* START Document *

Punta San Matteo is a secondary peak of Ortler-Vioz in the Ortler Alps, at the border between the Province of Sondrio (Lombardy region) and Trentino (Trentino-Alto Adige/Südtirol region) in northern Italy.

It was the scene of the Battle of San Matteo in World War I, which, until the 1999 Kargil war, has been the highest battlefield in modern warfare history.

Climbing Punta San Matteo
The easiest approach and the normal route starts from the Gavia Pass side with a good access road from Bormio. It is best to park in the vicinity of the Berni hut and the monument which is on the opposite side of the road. This is an alpinist glacier tour and the glacier is full of crevasses. The climb can be done in one day.

An alternative option is to start from the same place but, instead of climbing up the glacier, walk in the direction of the Bivacco Battaglione Ortles which is at 3122 m of elevation, there is no guardian and it is always open. The Bivacco can be reached in 3 hours from the road. In summer this is just a walk up with no snow on the route all the way to the Bivacco. There are 6 places for sleeping and blankets are available. There is a wood burning stove inside. You can stay the night in the Bivacco and then follow the ridge route to the summit of Punta San Matteo.

* END Document *

■ To do
Please output everything in the Punta San Matteo text from "Climbing Punta San" down to "in one day.", without changing a word. The listing is unrelated to the Punta San Matteo text.

* START Listing *

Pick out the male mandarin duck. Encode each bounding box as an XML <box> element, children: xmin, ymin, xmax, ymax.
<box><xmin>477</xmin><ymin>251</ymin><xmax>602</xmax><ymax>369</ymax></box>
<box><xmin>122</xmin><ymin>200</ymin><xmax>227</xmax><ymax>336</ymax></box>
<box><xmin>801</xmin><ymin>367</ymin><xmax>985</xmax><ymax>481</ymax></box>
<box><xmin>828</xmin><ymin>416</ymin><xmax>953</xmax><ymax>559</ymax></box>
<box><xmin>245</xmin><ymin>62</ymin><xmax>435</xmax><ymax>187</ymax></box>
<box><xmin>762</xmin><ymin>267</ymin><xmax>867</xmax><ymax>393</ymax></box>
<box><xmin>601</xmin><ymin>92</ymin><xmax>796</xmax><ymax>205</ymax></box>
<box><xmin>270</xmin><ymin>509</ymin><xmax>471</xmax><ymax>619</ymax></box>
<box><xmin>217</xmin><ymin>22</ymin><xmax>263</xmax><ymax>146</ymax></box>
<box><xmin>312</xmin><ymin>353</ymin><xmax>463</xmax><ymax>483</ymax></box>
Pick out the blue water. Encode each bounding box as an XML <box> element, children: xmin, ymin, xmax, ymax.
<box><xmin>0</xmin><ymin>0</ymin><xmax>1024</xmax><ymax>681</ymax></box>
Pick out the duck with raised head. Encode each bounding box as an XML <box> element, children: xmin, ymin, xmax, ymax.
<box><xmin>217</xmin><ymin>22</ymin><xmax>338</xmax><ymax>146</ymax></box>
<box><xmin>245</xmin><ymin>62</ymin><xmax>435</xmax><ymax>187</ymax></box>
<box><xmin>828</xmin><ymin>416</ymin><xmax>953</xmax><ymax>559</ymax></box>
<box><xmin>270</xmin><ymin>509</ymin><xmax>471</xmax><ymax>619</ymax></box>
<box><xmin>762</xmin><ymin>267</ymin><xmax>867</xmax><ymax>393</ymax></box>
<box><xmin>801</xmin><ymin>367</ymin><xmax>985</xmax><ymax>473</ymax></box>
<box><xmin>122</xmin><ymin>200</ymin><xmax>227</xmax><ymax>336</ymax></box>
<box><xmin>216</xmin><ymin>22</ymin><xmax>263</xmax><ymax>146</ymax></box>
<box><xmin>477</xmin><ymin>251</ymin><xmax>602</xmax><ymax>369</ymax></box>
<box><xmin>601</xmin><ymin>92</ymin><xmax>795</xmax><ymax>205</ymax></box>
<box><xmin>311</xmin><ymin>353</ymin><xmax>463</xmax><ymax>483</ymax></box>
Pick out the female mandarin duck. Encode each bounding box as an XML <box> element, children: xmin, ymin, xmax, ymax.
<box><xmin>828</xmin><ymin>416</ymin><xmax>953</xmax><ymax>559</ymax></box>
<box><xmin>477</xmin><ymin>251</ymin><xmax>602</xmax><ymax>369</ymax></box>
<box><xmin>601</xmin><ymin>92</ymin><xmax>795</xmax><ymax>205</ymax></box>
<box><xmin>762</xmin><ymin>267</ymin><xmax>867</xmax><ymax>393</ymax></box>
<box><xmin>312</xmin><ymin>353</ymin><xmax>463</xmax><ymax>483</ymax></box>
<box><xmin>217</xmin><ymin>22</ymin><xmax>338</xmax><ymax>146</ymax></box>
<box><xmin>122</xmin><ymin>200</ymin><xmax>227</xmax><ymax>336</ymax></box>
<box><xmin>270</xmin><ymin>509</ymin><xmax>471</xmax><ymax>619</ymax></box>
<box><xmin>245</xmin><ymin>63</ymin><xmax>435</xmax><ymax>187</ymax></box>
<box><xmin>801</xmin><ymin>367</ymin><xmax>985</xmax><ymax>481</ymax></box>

* END Listing *

■ Worked solution
Climbing Punta San Matteo
The easiest approach and the normal route starts from the Gavia Pass side with a good access road from Bormio. It is best to park in the vicinity of the Berni hut and the monument which is on the opposite side of the road. This is an alpinist glacier tour and the glacier is full of crevasses. The climb can be done in one day.